▶ [What to produce]: Return every line of the records below unchanged and in the same order.

--

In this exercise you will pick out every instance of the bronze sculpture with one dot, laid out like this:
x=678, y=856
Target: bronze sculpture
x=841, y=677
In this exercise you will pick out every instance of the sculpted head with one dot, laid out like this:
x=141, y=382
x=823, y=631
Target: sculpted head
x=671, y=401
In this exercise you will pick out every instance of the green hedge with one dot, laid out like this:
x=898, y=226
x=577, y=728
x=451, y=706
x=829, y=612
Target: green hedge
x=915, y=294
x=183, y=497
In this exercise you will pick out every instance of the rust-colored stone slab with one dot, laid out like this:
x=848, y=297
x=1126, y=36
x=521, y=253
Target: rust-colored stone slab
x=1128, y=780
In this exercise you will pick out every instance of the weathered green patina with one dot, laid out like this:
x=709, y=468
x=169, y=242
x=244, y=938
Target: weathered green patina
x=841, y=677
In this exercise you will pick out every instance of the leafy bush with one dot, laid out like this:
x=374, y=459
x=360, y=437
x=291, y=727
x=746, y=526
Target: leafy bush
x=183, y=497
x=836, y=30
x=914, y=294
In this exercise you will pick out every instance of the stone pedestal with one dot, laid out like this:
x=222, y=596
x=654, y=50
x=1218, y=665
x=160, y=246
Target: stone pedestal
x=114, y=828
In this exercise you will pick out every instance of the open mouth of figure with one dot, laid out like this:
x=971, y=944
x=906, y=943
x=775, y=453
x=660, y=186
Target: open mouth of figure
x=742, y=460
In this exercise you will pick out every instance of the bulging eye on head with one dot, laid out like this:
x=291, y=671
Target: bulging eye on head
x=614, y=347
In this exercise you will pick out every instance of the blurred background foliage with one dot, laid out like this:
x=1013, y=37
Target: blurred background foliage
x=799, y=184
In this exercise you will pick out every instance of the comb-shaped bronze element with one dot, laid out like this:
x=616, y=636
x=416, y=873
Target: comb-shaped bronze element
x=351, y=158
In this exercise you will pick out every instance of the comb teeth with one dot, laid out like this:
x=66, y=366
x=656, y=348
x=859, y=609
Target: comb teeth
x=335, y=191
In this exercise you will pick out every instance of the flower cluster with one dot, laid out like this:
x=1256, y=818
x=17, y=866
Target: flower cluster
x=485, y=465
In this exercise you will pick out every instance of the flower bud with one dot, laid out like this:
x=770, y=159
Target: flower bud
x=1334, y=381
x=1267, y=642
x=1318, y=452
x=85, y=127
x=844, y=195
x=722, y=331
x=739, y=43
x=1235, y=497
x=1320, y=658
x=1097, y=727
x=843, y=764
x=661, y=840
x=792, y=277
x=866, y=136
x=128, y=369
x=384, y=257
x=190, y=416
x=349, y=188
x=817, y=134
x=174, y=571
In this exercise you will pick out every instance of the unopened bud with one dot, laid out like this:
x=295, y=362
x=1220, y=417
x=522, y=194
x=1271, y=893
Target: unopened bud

--

▶ [Finished exercise]:
In this exercise you will pick out every instance of the bronze sculpture with one dot, laid out like this:
x=678, y=856
Target: bronze sculpture
x=841, y=677
In this exercise you will pick out every instance of the sculpted head with one dot, laid out like this:
x=141, y=382
x=823, y=631
Target: sculpted head
x=671, y=401
In this exercise you will pick out every instance of the green hedge with one dot, laid out like this:
x=898, y=226
x=577, y=728
x=451, y=706
x=829, y=612
Target: green hedge
x=915, y=294
x=183, y=497
In this exercise you will pick out every instance of the rust-colored stone slab with one dot, laid out like this:
x=848, y=297
x=1126, y=36
x=521, y=253
Target: rust-colored stone slab
x=1128, y=780
In this exercise you will pick out every instance of the weathered green patina with one dot, laid out like this:
x=709, y=468
x=169, y=242
x=244, y=938
Target: weathered green patina
x=841, y=677
In this exercise you will pick out every instance of the leafy bush with one dot, laid out like this:
x=374, y=459
x=360, y=437
x=291, y=727
x=746, y=526
Target: leafy bush
x=183, y=497
x=836, y=30
x=914, y=294
In this exercise you will pick out every instance of the stone pedestal with one dot, laid out like this:
x=222, y=596
x=654, y=50
x=1218, y=665
x=160, y=246
Target: stone pedestal
x=114, y=828
In this exercise you will pick out every instance of the open mouth of figure with one dot, laid out like this:
x=971, y=944
x=906, y=943
x=775, y=453
x=660, y=186
Target: open mouth of figure
x=742, y=460
In this exercise you will pick out every instance of the bulging eye on head with one dot, laid out like this:
x=291, y=671
Target: bulging eye on head
x=614, y=347
In this exercise you will pick out every instance of the blurred background foliage with one dot, laid out like this:
x=1013, y=37
Target: blurred background foliage
x=799, y=184
In this exercise you will pick out every instance of the comb-shaped bronze element with one dot, laid out like this:
x=616, y=636
x=416, y=873
Target: comb-shaped bronze element
x=351, y=158
In this exercise you will pick out every instance of the comb teeth with one dot, laid out like this:
x=66, y=366
x=656, y=348
x=859, y=609
Target: comb teeth
x=335, y=191
In this exercise you will pick out every instance of the flower cluster with one dot, laid out like this:
x=1256, y=818
x=17, y=866
Target: flower cluster
x=485, y=465
In this exercise you will pick out every instance of the flower bud with one dot, laid out like this:
x=770, y=159
Target: flower bud
x=1334, y=381
x=1267, y=642
x=1318, y=452
x=85, y=127
x=844, y=195
x=722, y=331
x=739, y=43
x=1235, y=497
x=1320, y=658
x=1097, y=727
x=843, y=764
x=661, y=840
x=792, y=277
x=866, y=136
x=128, y=369
x=384, y=257
x=190, y=416
x=349, y=188
x=817, y=134
x=174, y=571
In this exercise you will pick out every instance of the unopened bud with one dot, laid out like this:
x=295, y=362
x=1220, y=417
x=522, y=194
x=1271, y=893
Target: unopened bud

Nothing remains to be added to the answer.